A brief profile of the Chassid about whom the Rebbe Rayatz said, Sholom is mine, and That is a Tamim! * To mark his passing on 24 Kislev

The Chassid, R’ Sholom Posner was born in Baturin in the Chernigov district. His father was R’ Yitzchok Zalman.

At age 11 he left home and was sent to learn in Tomchei T’mimim in Ramen by R’ Itche der Masmid. After his bar mitzva R’ Itche brought him to Tomchei T’mimim in Lubavitch. He was accepted to the yeshiva without taking any test. The Rebbe Rayatz said he relied on R’ Itche.

In Lubavitch he learned with people who became his lifelong friends: R’ Zalman Shimon Dworkin, the rav of Crown Heights, R’ Nissan Nemanov, the mashpia in Tomchei T’mimim in Brunoy, and R’ Chaim Zalman Kozliner.

R’ Sholom remained in Lubavitch even after the Rebbe left for Rostov and only started his wandering a year later. In 1920, R’ Sholom was in Rostov as a talmid and then he began working in the yeshiva’s office.

“We suffered starvation but continued to learn,” he said years later.

In 5684, his father was murdered by hooligans who grabbed him and twelve other Jews on a boat returning from Homil where he had gone to buy merchandise for his store. This terrible tragedy is what made R’ Sholom resolve to leave the country with his kalla, Chaya.

The problem was that R’ Sholom did not have a passport, and in order to obtain one, he had to list his official residence. Naturally, as a yeshiva bachur who lived under the radar for many years, he could not register anywhere.

Chaya went to the police station in Homil where she tried to explain that the reason why her husband did not have official residency papers was not because he was a murderer or a thief, but because he had been in a yeshiva in a different city. It was extremely dangerous to say this in a government office, but the newlyweds had no choice. From the first office she was sent to a second office and from there to a third. When she almost despaired, she went to yet another office where a young man accepted her story and gave her the passport she needed. The couple immediately boarded a ship for Eretz Yisroel.

BECOMING A CHASSIDISHE SHOCHET

Upon arriving in Eretz Yisroel, they encountered the poverty, lack and hardship, which were the lot of those living in the Holy Land at the time. The wedding took place in Haifa and was quite different than the weddings we know of today. They barely had a minyan of people at the chuppa ceremony.

###

Your tasks ->
**1)** According to the profile of R’ Sholom Posner, where was he born?
**2)** Please continue the profile of R’ Sholom Posner from its last sentence.
The lines aren't needed for any task here.

Dataset section ->
###

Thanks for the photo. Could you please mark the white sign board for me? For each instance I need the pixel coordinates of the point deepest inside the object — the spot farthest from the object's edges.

###

Per-task answers ->
**1)** Baturin, in the Chernigov district.

**2)**
After the wedding, they lived in Balfouriya. R’ Sholom worked paving roads while his wife sold some baked goods. He wrote, describing this period, in a letter he sent to the one who later helped him when he arrived in the United States, R’ Yisroel Jacobson:

“[The Rebbe Rayatz] wrote that I should go to America and to correspond with you and with Eliyahu Yochil [Simpson] so that you can work on a visa for me and he will also write to you about this. So please make efforts in this, as much as possible. Listed here as well is the address of my paternal grandfather; please visit him and send regards, and perhaps he too can be of help in this.

“My work here is not that interesting, simple labor with a shovel and pick-axe, the main problem being that these are also lacking. I did not work for nearly the entire summer.”

A short while later, he received a letter from the Rebbe which said that it wasn’t for this, i.e. menial labor, that he was educated in Tomchei T’mimim, so he found a job as a melamed in Rishon L’Tziyon.

At that time there lived in Rishon L’Tziyon an older man who was a shochet. He wanted to retire but he felt he could not leave the settlement without kosher meat. He looked for someone G-d fearing to replace him and found R’ Sholom. He taught him sh’chita and R’ Sholom became the shochet of the moshav.

INSTRUCTIONS TO LEAVE FOR AMERICA

Throughout the years until that point, the Rebbe had told R’ Sholom a number of times to leave Eretz Yisroel and to go to the United States. R’ Sholom wrote about this to R’ Jacobson after he had already moved to Rishon L’Tziyon: “I received another letter from the Rebbe to go to America, and even though I wrote him that I am already earning enough to live sparingly and in holy work, he still told me to go to America.” 

In those days, in order to receive a visa to the United States, you needed to prove that a family member who lived there was willing to take financial responsibility for you. R’ Sholom’s grandfather lived in the US and he was the one who sent the invitation to his grandson. The grandfather’s brother, who was a shoemaker, had come up with an invention for shoes and he manufactured shoes called, “Posner’s Shoes.” He became relatively wealthy and he promised to pay a stipend to his great nephew.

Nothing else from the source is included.